(Location labeling records)
* * * *

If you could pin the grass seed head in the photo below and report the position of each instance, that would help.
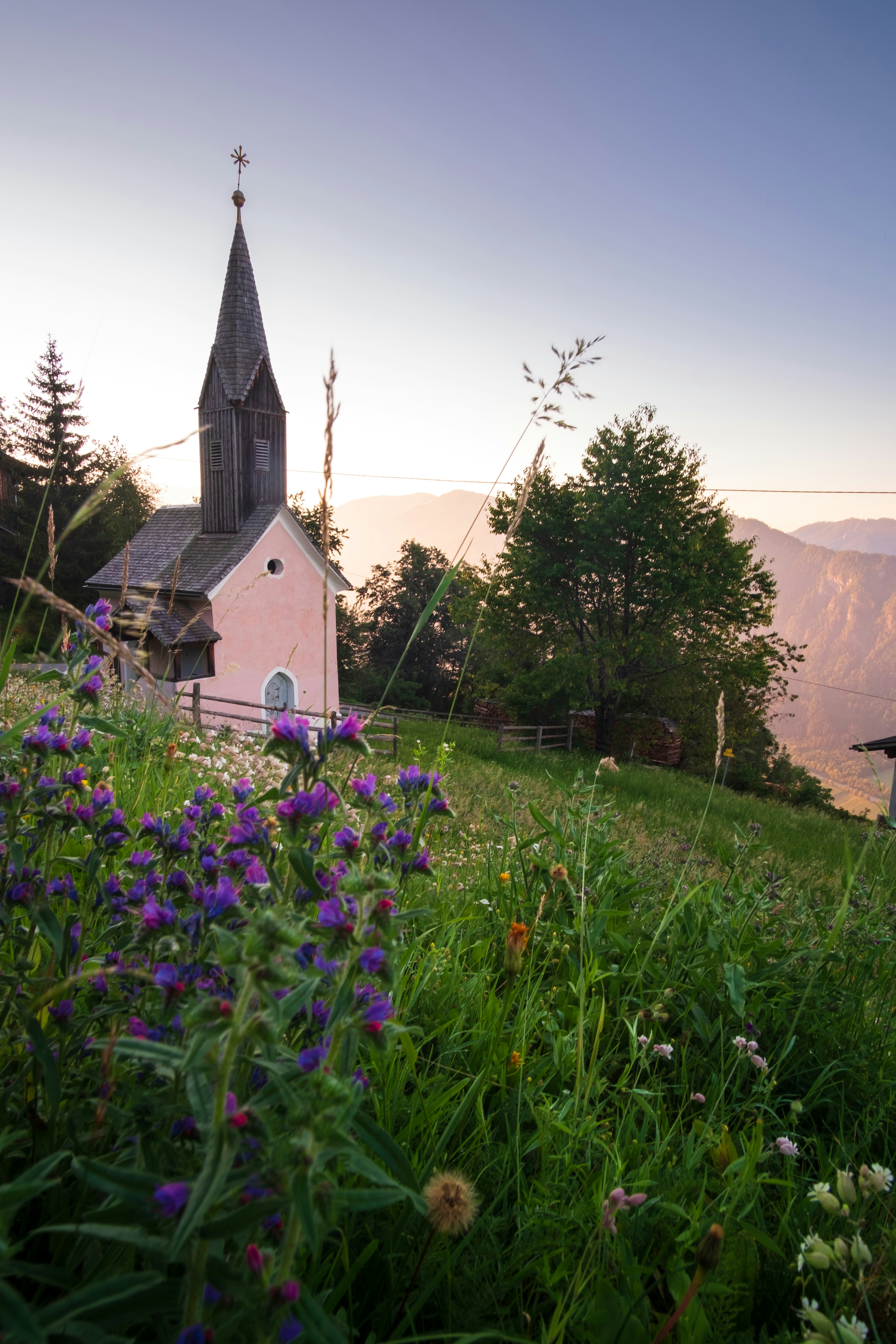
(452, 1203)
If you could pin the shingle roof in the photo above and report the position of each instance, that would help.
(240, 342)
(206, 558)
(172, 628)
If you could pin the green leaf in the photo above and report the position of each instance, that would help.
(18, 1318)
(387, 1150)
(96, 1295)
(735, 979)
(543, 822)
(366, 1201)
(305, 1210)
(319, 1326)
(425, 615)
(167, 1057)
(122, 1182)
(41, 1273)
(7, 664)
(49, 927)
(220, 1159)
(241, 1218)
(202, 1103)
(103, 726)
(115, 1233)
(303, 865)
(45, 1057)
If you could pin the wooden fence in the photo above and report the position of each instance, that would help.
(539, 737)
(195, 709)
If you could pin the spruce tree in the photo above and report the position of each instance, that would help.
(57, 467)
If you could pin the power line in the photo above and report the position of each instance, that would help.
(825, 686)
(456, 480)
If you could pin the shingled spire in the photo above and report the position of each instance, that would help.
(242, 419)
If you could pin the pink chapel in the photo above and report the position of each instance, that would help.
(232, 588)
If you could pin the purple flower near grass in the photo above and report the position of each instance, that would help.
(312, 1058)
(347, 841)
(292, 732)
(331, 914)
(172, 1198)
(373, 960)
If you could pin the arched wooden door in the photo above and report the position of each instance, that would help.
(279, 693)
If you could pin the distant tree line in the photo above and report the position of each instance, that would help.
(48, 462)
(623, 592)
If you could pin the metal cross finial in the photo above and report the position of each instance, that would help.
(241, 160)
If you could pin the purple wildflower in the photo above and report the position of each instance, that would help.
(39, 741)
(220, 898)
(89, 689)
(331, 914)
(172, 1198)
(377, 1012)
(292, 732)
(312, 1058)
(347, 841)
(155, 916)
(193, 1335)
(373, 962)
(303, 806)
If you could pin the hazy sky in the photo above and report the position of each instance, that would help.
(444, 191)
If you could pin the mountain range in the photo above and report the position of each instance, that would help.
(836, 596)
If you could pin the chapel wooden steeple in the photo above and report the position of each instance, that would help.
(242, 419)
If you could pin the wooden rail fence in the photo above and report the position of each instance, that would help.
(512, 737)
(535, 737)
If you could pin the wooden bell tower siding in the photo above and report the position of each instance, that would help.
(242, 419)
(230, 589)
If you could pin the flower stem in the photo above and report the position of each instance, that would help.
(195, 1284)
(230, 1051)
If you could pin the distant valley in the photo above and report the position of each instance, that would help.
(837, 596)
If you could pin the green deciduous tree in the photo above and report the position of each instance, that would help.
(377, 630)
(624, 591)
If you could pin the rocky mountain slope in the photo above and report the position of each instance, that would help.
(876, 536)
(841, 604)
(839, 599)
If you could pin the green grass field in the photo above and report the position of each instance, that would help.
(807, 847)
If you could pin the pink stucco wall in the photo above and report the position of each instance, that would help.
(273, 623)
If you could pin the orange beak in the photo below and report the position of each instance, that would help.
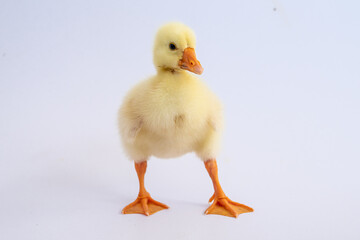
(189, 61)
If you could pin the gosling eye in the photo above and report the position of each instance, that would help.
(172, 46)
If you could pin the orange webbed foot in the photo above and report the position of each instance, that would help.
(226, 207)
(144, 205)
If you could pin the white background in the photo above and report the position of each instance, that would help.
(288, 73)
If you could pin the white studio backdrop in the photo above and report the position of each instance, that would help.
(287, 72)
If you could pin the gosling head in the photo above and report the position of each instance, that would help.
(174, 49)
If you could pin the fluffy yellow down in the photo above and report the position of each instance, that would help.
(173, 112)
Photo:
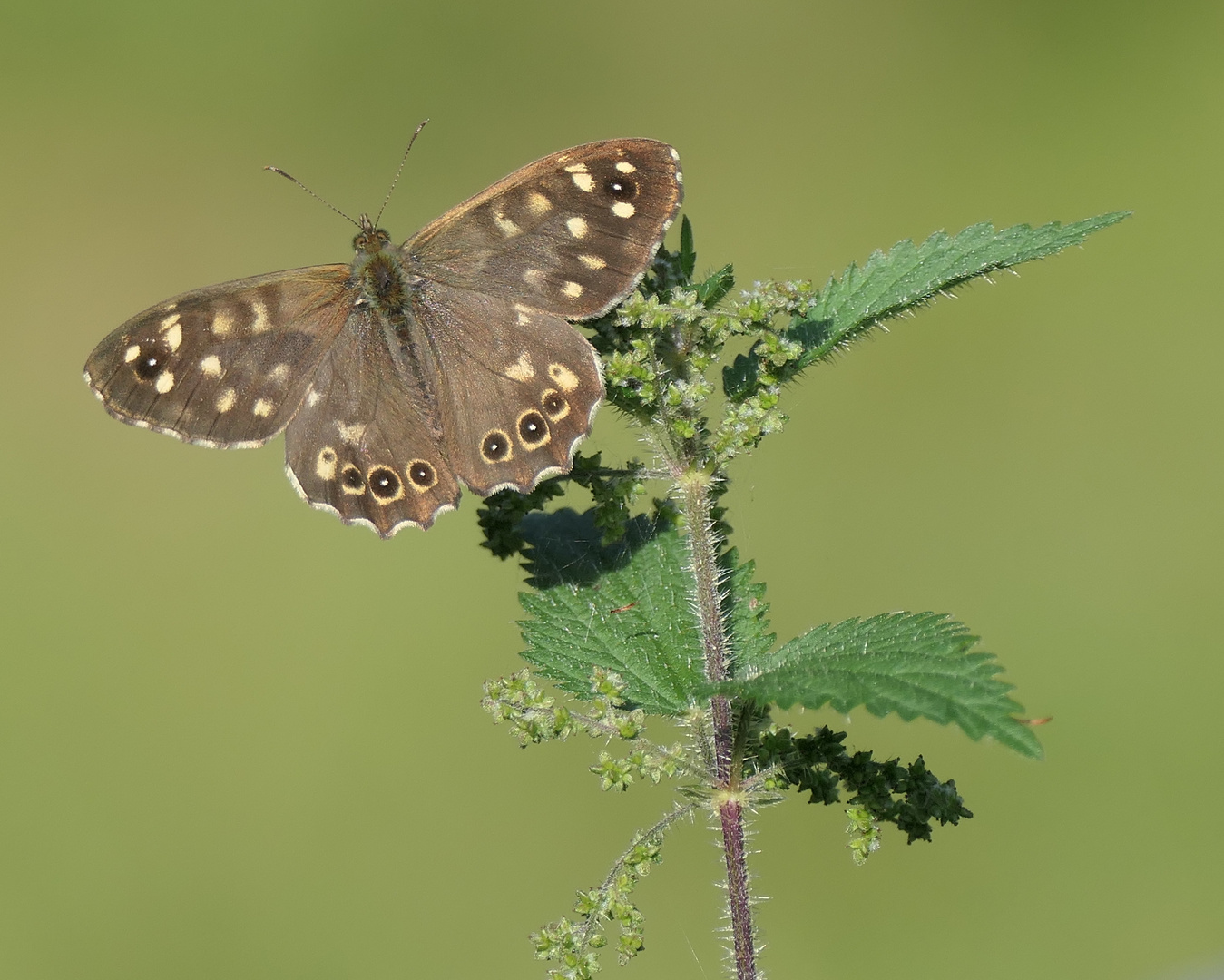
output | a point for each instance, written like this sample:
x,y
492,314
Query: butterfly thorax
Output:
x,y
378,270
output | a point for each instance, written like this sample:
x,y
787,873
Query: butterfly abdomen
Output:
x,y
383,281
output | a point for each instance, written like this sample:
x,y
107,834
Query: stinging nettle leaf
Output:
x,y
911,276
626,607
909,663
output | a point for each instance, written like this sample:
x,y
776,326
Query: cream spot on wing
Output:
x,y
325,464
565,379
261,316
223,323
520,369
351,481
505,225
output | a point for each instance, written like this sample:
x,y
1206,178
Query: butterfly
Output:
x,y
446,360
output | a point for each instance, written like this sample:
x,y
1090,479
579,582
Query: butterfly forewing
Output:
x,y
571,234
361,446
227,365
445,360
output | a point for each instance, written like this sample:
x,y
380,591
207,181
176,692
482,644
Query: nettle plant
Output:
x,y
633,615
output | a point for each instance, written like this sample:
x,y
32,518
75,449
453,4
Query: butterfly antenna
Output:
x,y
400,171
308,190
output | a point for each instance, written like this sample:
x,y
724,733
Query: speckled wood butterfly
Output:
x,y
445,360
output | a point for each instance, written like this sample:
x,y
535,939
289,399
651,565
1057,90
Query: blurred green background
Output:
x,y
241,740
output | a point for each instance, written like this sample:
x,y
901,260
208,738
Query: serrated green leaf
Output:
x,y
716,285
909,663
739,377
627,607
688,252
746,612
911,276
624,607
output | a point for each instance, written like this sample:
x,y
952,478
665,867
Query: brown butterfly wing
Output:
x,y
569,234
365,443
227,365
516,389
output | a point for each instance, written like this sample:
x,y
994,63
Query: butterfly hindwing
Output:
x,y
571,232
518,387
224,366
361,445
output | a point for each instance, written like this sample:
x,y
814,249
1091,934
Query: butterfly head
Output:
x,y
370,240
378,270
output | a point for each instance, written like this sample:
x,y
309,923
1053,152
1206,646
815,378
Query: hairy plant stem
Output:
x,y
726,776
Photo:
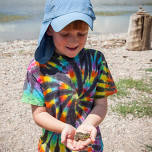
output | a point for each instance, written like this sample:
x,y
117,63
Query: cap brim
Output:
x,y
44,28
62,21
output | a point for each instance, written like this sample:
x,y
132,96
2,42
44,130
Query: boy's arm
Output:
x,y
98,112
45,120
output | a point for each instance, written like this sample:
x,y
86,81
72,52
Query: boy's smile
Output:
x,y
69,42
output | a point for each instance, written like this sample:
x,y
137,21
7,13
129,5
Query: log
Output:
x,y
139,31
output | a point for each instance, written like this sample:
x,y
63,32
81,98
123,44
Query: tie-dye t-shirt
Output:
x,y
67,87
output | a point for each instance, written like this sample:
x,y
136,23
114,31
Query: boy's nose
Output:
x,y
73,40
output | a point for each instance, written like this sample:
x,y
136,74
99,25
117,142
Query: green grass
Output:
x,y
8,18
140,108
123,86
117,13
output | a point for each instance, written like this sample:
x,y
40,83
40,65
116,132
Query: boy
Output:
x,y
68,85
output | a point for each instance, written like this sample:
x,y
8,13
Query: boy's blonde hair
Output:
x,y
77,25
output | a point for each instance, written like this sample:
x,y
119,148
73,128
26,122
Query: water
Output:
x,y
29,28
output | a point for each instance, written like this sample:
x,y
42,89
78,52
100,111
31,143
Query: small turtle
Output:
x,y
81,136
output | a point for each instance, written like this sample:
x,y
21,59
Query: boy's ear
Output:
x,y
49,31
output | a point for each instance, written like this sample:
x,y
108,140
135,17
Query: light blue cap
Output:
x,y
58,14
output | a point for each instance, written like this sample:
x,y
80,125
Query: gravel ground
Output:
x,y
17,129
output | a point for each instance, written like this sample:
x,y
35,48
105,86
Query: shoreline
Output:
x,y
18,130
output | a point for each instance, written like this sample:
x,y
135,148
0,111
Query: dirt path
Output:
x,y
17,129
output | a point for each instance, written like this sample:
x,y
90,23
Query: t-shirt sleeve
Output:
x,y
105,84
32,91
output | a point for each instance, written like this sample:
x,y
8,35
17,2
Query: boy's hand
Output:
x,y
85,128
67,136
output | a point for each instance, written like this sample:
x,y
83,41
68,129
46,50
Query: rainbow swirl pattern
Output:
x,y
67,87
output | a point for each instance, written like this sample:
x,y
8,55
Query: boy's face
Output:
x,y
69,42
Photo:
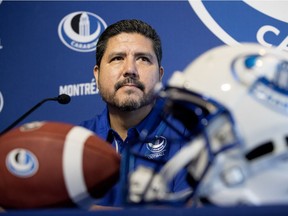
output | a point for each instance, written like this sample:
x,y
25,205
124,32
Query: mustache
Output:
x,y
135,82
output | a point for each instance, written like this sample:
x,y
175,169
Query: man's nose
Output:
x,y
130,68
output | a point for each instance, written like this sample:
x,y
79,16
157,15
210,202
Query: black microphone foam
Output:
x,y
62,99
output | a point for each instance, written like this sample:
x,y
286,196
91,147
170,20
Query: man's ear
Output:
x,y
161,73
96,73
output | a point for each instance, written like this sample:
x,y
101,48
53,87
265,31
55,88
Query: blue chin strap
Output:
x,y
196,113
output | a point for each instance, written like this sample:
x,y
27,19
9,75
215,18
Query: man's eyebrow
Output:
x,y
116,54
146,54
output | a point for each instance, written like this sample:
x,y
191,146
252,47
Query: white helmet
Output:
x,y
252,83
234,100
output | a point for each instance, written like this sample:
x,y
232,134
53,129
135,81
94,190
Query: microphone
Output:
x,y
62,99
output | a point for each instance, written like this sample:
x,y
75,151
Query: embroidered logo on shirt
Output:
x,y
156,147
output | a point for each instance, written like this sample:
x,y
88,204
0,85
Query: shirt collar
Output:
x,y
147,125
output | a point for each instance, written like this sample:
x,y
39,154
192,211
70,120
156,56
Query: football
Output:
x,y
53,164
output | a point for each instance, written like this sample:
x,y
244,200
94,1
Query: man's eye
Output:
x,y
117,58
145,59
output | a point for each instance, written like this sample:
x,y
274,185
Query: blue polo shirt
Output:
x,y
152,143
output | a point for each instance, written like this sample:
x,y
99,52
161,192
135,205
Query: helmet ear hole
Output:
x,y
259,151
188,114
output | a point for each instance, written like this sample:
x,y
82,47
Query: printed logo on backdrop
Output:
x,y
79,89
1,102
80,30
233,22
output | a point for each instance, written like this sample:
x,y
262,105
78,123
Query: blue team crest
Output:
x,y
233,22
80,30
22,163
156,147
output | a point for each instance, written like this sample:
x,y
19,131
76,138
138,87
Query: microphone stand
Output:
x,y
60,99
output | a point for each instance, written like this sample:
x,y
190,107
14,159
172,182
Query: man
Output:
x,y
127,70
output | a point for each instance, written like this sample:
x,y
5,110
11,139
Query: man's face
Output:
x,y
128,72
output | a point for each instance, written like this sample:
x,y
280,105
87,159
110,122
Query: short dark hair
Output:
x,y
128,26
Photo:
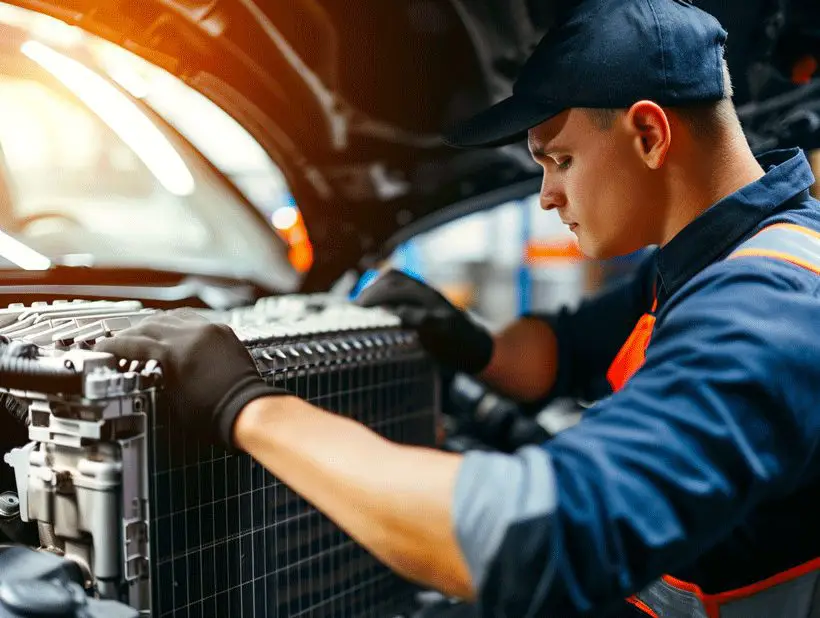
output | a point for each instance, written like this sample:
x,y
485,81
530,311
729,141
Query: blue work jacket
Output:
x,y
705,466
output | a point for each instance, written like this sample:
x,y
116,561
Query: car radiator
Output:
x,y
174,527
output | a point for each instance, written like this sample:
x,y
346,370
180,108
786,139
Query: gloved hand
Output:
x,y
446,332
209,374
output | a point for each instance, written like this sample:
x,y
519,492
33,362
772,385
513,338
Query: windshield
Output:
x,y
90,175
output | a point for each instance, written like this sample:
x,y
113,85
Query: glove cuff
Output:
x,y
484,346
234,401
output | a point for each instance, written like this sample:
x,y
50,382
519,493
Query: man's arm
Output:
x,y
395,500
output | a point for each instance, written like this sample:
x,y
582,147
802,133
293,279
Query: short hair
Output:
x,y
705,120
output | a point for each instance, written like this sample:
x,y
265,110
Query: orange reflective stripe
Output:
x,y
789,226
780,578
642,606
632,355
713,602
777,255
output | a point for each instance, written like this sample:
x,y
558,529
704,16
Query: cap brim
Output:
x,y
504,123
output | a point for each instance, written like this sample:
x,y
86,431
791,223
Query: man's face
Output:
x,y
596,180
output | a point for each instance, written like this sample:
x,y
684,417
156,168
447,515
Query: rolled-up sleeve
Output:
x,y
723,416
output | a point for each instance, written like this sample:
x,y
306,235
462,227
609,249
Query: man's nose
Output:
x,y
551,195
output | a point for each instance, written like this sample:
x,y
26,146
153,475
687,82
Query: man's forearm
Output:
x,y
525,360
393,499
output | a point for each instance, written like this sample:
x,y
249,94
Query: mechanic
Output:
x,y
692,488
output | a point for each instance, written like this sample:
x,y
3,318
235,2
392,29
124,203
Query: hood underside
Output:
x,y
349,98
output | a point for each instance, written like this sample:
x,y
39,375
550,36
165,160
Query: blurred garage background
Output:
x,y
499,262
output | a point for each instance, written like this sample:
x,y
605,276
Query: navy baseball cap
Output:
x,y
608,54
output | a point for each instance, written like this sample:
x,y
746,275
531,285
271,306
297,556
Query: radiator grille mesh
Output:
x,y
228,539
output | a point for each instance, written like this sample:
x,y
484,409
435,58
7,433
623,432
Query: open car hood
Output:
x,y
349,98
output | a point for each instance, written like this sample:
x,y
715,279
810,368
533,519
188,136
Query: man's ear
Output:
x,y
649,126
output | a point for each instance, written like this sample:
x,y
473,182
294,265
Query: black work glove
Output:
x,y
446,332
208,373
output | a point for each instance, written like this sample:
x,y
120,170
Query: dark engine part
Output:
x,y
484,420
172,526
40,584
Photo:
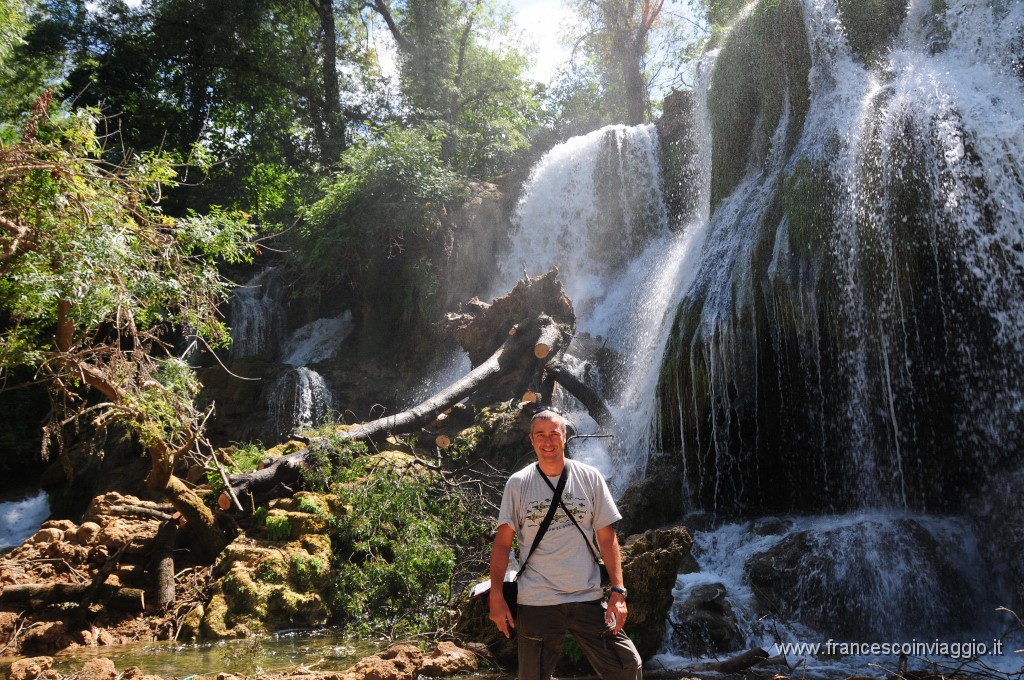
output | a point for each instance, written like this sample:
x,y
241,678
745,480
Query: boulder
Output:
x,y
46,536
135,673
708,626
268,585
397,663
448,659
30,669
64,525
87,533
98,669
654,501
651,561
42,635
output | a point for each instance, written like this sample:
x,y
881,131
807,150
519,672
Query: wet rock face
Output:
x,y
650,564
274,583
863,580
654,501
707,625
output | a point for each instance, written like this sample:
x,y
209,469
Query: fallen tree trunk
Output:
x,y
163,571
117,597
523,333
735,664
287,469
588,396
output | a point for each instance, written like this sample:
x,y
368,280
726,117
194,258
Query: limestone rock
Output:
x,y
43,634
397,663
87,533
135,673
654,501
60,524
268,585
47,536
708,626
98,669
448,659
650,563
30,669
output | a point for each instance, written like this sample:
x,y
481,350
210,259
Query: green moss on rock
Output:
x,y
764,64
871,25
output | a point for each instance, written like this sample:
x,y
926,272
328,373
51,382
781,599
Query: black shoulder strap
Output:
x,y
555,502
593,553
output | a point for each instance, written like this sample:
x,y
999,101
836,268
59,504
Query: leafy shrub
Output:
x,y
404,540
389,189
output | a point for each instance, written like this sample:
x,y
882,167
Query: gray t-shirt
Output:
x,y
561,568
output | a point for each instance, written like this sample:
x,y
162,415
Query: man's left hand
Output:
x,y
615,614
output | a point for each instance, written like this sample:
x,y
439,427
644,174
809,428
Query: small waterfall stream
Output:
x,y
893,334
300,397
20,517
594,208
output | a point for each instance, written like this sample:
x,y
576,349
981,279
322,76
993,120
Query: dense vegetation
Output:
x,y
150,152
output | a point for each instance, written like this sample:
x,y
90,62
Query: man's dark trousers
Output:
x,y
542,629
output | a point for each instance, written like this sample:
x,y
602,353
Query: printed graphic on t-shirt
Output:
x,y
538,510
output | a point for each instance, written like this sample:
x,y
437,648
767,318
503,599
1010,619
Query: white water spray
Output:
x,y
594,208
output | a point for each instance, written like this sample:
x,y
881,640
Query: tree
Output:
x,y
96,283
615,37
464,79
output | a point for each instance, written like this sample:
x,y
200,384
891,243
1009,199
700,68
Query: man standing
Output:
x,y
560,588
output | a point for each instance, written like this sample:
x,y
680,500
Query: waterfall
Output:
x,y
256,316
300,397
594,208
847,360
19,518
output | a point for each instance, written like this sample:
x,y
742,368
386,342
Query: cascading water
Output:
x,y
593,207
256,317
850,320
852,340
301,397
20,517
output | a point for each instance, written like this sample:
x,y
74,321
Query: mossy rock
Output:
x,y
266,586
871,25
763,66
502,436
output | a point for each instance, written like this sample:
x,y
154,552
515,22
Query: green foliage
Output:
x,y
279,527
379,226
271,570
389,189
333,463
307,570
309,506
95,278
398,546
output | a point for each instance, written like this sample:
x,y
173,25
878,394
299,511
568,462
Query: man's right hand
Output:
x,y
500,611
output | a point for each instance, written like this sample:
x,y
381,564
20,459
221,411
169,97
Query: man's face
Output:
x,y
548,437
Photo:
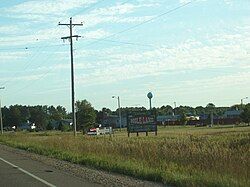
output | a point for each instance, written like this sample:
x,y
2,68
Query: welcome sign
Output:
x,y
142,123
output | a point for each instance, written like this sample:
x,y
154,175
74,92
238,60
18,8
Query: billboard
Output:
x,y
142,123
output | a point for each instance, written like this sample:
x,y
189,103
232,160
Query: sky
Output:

* * * *

▸ **AIM OF THE EXERCISE**
Return every line above that contains the string "black".

▸ **SOLUTION TO THIS PROBLEM**
Query: black microphone foam
Query: black work glove
Query: black shoulder strap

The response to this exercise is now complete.